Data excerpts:
**********
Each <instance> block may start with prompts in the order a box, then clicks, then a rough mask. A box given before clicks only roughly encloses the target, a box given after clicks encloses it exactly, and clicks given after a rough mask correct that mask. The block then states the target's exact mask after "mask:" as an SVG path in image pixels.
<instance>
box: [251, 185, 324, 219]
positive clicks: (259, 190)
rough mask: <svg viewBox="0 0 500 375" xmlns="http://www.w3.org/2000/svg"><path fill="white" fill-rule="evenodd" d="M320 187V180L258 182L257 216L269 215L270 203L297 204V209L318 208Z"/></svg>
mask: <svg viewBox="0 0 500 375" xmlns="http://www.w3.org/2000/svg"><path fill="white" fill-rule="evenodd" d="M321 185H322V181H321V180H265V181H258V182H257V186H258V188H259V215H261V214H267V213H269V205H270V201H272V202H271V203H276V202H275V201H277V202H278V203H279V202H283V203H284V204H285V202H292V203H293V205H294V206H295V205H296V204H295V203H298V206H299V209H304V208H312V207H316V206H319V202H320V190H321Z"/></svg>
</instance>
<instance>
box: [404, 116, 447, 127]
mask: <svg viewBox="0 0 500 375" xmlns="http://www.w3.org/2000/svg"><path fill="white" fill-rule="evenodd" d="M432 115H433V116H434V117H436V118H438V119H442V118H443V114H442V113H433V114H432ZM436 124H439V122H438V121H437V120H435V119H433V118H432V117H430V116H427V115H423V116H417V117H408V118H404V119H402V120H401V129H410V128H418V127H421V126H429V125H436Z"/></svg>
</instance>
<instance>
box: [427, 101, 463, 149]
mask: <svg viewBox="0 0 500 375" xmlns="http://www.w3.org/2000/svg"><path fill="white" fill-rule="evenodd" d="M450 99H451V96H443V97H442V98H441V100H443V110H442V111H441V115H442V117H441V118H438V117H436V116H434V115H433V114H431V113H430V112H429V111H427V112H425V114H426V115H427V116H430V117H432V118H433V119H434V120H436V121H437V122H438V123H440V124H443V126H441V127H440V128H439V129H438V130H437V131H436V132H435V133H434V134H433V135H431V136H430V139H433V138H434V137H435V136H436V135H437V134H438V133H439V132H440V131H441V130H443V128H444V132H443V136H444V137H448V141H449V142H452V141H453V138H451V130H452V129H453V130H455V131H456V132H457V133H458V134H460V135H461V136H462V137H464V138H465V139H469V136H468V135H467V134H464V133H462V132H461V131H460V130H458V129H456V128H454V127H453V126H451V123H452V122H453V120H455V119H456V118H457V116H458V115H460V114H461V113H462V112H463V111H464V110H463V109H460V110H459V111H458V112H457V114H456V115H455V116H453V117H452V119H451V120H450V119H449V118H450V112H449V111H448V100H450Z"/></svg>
**********
* Instructions for the task *
Quote the material above in full, reproducing every line word for word from start to finish.

* Answer to the problem *
Each <instance> block may start with prompts in the order a box, then clicks, then a rough mask. A box given before clicks only roughly encloses the target, a box given after clicks encloses it exactly, and clicks given after a rough mask correct that mask. The block then states the target's exact mask after "mask:" as an SVG path in image pixels.
<instance>
box: [251, 185, 324, 219]
positive clicks: (259, 190)
rough mask: <svg viewBox="0 0 500 375" xmlns="http://www.w3.org/2000/svg"><path fill="white" fill-rule="evenodd" d="M320 187V180L258 182L257 216L269 215L270 203L297 204V209L318 208Z"/></svg>
mask: <svg viewBox="0 0 500 375" xmlns="http://www.w3.org/2000/svg"><path fill="white" fill-rule="evenodd" d="M321 185H322V181H321V180H265V181H258V182H257V186H258V188H259V215H261V214H267V213H269V205H270V201H272V202H271V203H276V202H275V201H277V202H278V203H279V202H283V203H284V204H285V202H292V203H293V205H294V206H295V205H296V204H295V203H298V206H299V209H304V208H312V207H316V206H319V202H320V190H321Z"/></svg>
</instance>
<instance>
box: [404, 116, 447, 127]
mask: <svg viewBox="0 0 500 375" xmlns="http://www.w3.org/2000/svg"><path fill="white" fill-rule="evenodd" d="M432 115H433V116H434V117H436V118H438V119H442V118H443V114H442V113H433V114H432ZM436 124H439V122H438V121H437V120H435V119H433V118H432V117H430V116H427V115H423V116H417V117H408V118H404V119H402V120H401V129H410V128H418V127H421V126H429V125H436Z"/></svg>
</instance>
<instance>
box: [427, 101, 463, 149]
mask: <svg viewBox="0 0 500 375" xmlns="http://www.w3.org/2000/svg"><path fill="white" fill-rule="evenodd" d="M450 99H451V96H443V97H442V98H441V100H443V110H442V111H441V115H442V117H441V118H438V117H436V116H434V115H433V114H431V113H430V112H429V111H427V112H425V114H426V115H427V116H430V117H432V118H433V119H434V120H436V121H437V122H438V123H440V124H443V126H441V127H440V128H439V129H438V130H437V131H436V132H435V133H434V134H433V135H431V136H430V139H433V138H434V137H435V136H436V135H437V134H438V133H439V132H440V131H441V130H443V128H444V132H443V136H444V137H448V141H449V142H452V141H453V138H451V130H452V129H453V130H455V131H456V132H457V133H458V134H460V135H461V136H462V137H464V138H465V139H469V136H468V135H467V134H464V133H462V132H461V131H460V130H458V129H456V128H454V127H453V126H451V123H452V122H453V120H455V119H456V118H457V116H458V115H460V114H461V113H462V112H463V111H464V110H463V109H460V110H459V111H458V112H457V114H456V115H455V116H453V117H452V119H451V120H450V119H449V118H450V112H449V111H448V100H450Z"/></svg>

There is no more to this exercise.